**SEITENAUSZUG:**

= = = =

Interview Warum diese Frau weggeworfene Regenschirme fotografiert

Wuppertal · Die Wuppertalerin Susanne Fischer sah plötzlich überall kaputte Regenschirme – und fing an, sie zu fotografieren. Nun stellt sie die Bilder aus. Alles nur Quatsch? Ein Interview.

 Susanne Fischer hat ihre Regenschirme kürzlich entsorgt - ganz anständig im Restmüll.

Susanne Fischer hat ihre Regenschirme kürzlich entsorgt - ganz anständig im Restmüll.

Foto: Dorothea Hauptstock

Die Wuppertalerin Susanne Fischer sah plötzlich überall kaputte Regenschirme — und fing an, sie zu fotografieren. Nun stellt sie die Bilder aus. Alles nur Quatsch? Ein Interview.

Besitzt du selbst einen Schirm?

Susanne Fischer Mehrere sogar. Auch mehrere kaputte. Jedenfalls bis vor einer Woche. Da habe ich sie alle weggeworfen. Ich wusste einfach nicht, wofür ich sie noch verwenden sollte.

Die Schirme gehen immer an dieser Verbindung zwischen Schirmstoff und Gestänge kaputt, oder?

= = = =

**AUFGABE A:** Wo hat Susanne Fischer laut Seitenauszug ihre Regenschirme entsorgt?
**AUFGABE B:** Fassen Sie den Absatz des Seitenauszugs, der mit „Die Wuppertalerin Susanne Fischer sah plötzlich“ beginnt, in einem einzigen Satz zusammen.
**AUFGABE C:** Kopieren Sie aus dem Seitenauszug den Text zwischen „Wuppertal · Die“ und „noch verwenden sollte.“, beide Stellen eingeschlossen, ohne jede Änderung.

= = = =

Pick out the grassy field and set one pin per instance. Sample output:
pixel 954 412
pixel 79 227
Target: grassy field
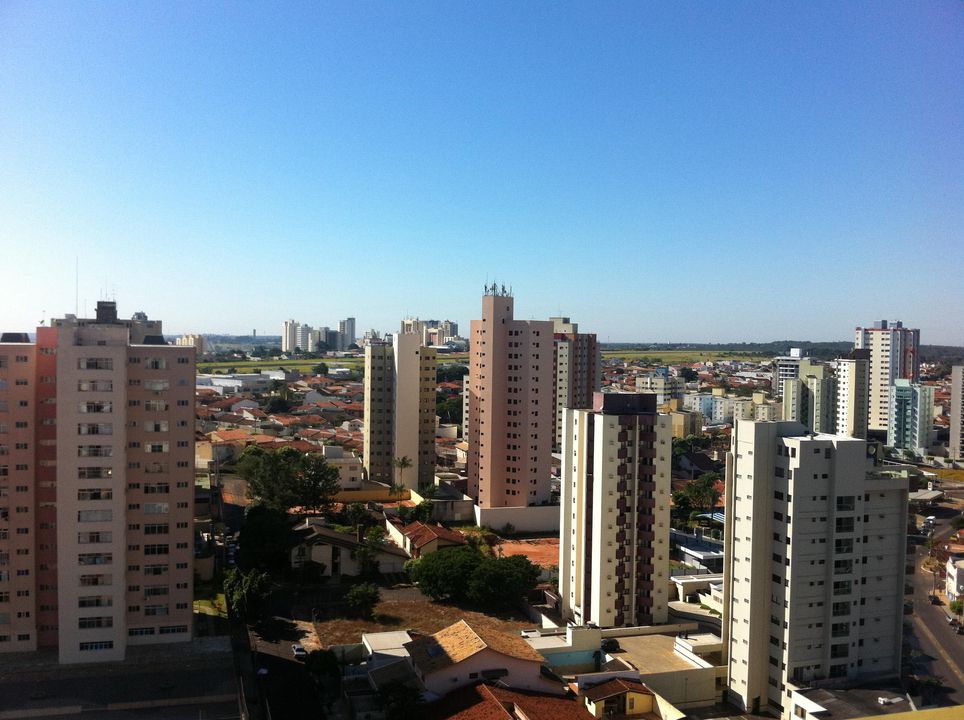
pixel 674 357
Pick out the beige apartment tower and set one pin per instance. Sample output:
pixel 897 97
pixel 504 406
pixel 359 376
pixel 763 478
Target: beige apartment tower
pixel 815 553
pixel 614 512
pixel 956 445
pixel 894 354
pixel 511 405
pixel 96 501
pixel 400 384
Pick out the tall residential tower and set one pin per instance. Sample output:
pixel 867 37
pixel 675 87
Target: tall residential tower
pixel 400 411
pixel 511 404
pixel 96 487
pixel 614 512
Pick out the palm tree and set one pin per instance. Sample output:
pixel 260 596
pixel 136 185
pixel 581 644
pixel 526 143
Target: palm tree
pixel 400 464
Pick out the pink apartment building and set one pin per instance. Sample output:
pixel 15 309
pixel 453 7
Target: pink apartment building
pixel 96 487
pixel 511 399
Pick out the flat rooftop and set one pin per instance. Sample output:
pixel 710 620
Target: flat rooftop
pixel 651 654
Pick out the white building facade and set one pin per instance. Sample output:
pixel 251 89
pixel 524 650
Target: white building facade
pixel 814 577
pixel 614 512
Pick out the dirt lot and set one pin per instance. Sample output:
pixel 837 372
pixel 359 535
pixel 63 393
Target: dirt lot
pixel 540 551
pixel 406 613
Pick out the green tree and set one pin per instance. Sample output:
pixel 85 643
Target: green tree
pixel 317 483
pixel 265 538
pixel 504 582
pixel 401 701
pixel 445 574
pixel 285 479
pixel 247 593
pixel 277 405
pixel 450 373
pixel 362 599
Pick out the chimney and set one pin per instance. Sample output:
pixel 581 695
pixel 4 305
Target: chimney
pixel 106 311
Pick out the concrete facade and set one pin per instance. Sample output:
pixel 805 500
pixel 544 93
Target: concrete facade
pixel 911 415
pixel 108 486
pixel 956 444
pixel 511 402
pixel 614 512
pixel 577 373
pixel 400 383
pixel 894 354
pixel 814 578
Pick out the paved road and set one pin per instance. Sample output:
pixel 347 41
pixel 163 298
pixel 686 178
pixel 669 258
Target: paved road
pixel 942 649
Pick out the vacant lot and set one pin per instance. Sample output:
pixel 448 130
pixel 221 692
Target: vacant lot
pixel 674 357
pixel 419 614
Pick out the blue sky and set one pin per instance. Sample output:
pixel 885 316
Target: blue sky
pixel 667 172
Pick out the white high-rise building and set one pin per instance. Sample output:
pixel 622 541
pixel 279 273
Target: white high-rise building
pixel 347 328
pixel 400 411
pixel 811 398
pixel 815 554
pixel 614 512
pixel 911 420
pixel 956 445
pixel 785 367
pixel 289 336
pixel 894 354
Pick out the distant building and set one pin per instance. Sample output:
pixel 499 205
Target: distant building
pixel 614 512
pixel 853 394
pixel 664 386
pixel 810 398
pixel 195 341
pixel 511 395
pixel 956 445
pixel 910 420
pixel 894 355
pixel 785 367
pixel 814 580
pixel 400 411
pixel 578 370
pixel 347 329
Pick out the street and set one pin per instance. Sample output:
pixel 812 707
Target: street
pixel 940 648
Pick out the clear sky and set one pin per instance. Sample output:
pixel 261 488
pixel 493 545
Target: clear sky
pixel 681 171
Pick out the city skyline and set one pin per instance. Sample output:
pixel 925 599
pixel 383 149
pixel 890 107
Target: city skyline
pixel 793 164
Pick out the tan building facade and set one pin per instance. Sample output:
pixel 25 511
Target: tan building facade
pixel 511 405
pixel 108 487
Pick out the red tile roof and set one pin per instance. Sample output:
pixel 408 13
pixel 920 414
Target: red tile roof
pixel 420 534
pixel 614 687
pixel 482 702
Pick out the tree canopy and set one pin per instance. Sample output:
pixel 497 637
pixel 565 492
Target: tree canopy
pixel 285 479
pixel 247 592
pixel 264 538
pixel 463 574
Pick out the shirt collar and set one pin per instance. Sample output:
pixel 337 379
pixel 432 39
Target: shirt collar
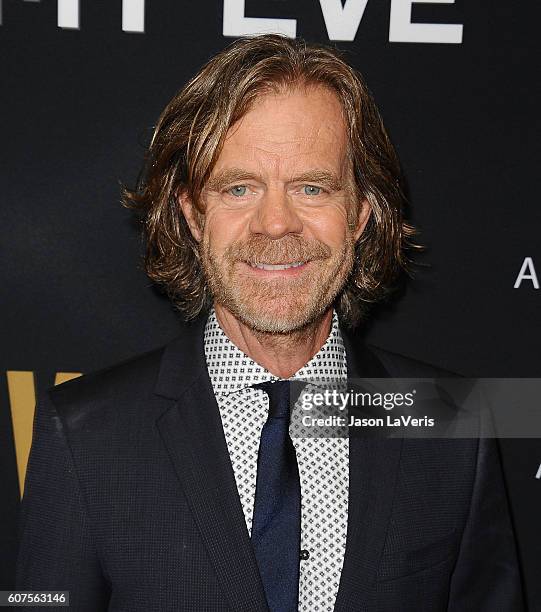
pixel 232 370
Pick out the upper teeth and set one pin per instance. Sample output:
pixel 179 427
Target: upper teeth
pixel 277 266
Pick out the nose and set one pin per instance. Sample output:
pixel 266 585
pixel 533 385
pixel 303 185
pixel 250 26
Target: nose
pixel 275 215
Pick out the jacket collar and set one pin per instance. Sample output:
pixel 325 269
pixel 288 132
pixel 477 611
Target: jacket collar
pixel 192 433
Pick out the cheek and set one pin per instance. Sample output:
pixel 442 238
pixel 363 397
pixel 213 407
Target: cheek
pixel 329 226
pixel 222 228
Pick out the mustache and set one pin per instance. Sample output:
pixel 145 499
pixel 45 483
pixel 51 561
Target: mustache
pixel 289 249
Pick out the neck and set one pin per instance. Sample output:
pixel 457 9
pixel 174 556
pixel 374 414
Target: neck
pixel 280 354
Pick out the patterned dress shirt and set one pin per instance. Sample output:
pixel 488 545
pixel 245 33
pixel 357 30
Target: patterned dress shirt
pixel 323 461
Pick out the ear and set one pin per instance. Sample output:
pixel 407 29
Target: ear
pixel 190 214
pixel 362 219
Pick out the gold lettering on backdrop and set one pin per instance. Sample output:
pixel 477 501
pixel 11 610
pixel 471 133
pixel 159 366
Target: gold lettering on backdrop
pixel 22 398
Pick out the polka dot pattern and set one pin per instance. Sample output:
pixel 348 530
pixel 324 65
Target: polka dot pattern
pixel 323 461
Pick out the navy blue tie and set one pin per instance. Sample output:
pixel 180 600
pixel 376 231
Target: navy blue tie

= = = =

**ANTWORT A:** Im Restmüll.

**ANTWORT B:** Die Wuppertalerin Susanne Fischer sah plötzlich überall kaputte Regenschirme, begann sie zu fotografieren und stellt die Bilder nun aus.

**ANTWORT C:**
Wuppertal · Die Wuppertalerin Susanne Fischer sah plötzlich überall kaputte Regenschirme – und fing an, sie zu fotografieren. Nun stellt sie die Bilder aus. Alles nur Quatsch? Ein Interview.

 Susanne Fischer hat ihre Regenschirme kürzlich entsorgt - ganz anständig im Restmüll.

Susanne Fischer hat ihre Regenschirme kürzlich entsorgt - ganz anständig im Restmüll.

Foto: Dorothea Hauptstock

Die Wuppertalerin Susanne Fischer sah plötzlich überall kaputte Regenschirme — und fing an, sie zu fotografieren. Nun stellt sie die Bilder aus. Alles nur Quatsch? Ein Interview.

Besitzt du selbst einen Schirm?

Susanne Fischer Mehrere sogar. Auch mehrere kaputte. Jedenfalls bis vor einer Woche. Da habe ich sie alle weggeworfen. Ich wusste einfach nicht, wofür ich sie noch verwenden sollte.